3
votes

My colleague and I have two datasets, where each has 1 observation per day, but the days are not sequential within each dataset and are not consistent between the two datasets.

We convert each to a zoo object and merge, eliminating from the time index those days on which there were observations in the second dataset but not in the first and in the opposite situation, filling missing observations in the second with previous observations (using locf)

When we then run a regression, we do not get the expected one coeficient per independent variable. Because we're new to zoo (and I'm still new to R), we've found related topics on SO here: Error when doing linear regression using zoo objects ... Error in `$<-.zoo`(`*tmp*` and here: regressions with xts in R, but nothing seems to be the same, though we tried various suggestions made in each including using the dyn package.

We continue to get unrecognizable results when we run summary(regression_model). Our primary question is how we get a regression with the typical summary statistics. A secondary question is whether each independent variable in the regression must be expressed as a lag (with k=0), as seems to be suggested by the dyn documentation.

Example drawn from out much larger two sets of data follows:

price data for stock XYZ arranged by date

Date <- c("1/2/13", "1/3/13", "1/4/13", "1/7/13", "1/8/13", "1/9/13", "1/10/13", "1/11/13", "1/14/13", "1/15/13")
XYZ <- c(65.73, 66.85, 66.92, 66.60, 66.07, 65.90, 66.06, 66.11, 65.12, 65.06)

# Work to complete:
1/ Reproduce the stretch of the zoo regression post from "My colleague and" through "the dyn package.".
2/ Condense the paragraph of the zoo regression post that begins "We continue to get unrecognizable results" into a brief bulleted list that keeps its main points.
Rely only on the zoo regression post for this work.

# Provided records:
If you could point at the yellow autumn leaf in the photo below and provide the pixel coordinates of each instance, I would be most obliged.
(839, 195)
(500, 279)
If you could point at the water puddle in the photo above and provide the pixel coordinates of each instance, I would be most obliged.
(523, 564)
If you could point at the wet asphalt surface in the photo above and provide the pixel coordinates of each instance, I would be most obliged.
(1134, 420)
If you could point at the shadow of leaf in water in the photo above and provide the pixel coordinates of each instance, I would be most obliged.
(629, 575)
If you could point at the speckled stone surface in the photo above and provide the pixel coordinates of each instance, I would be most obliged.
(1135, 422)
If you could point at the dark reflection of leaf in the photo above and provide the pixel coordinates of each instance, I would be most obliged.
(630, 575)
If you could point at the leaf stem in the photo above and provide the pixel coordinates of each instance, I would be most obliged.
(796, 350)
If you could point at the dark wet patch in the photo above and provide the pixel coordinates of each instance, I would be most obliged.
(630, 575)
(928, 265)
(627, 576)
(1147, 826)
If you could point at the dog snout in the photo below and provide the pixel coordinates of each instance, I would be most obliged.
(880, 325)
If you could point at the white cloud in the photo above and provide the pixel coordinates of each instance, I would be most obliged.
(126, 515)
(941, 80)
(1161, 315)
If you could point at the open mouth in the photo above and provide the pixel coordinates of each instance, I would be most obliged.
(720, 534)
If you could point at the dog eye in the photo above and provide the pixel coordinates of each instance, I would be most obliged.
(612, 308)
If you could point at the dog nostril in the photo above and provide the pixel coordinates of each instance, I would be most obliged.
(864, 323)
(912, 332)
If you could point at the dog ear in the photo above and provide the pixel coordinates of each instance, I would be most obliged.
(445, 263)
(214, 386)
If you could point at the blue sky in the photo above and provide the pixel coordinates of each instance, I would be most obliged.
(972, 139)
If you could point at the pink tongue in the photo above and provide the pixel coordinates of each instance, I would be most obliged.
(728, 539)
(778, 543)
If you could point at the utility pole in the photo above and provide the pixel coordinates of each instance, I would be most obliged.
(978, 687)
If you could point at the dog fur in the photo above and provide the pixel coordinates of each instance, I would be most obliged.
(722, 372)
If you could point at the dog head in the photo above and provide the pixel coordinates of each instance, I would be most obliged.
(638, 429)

# Answers below:
1/
My colleague and I have two datasets, where each has 1 observation per day, but the days are not sequential within each dataset and are not consistent between the two datasets.

We convert each to a zoo object and merge, eliminating from the time index those days on which there were observations in the second dataset but not in the first and in the opposite situation, filling missing observations in the second with previous observations (using locf)

When we then run a regression, we do not get the expected one coeficient per independent variable. Because we're new to zoo (and I'm still new to R), we've found related topics on SO here: Error when doing linear regression using zoo objects ... Error in `$<-.zoo`(`*tmp*` and here: regressions with xts in R, but nothing seems to be the same, though we tried various suggestions made in each including using the dyn package.

2/
- Running summary(regression_model) still produces unrecognizable results.
- Main question: how to get a regression with the typical summary statistics.
- Secondary question: whether each independent variable must be expressed as a lag (with k=0), as the dyn documentation seems to suggest.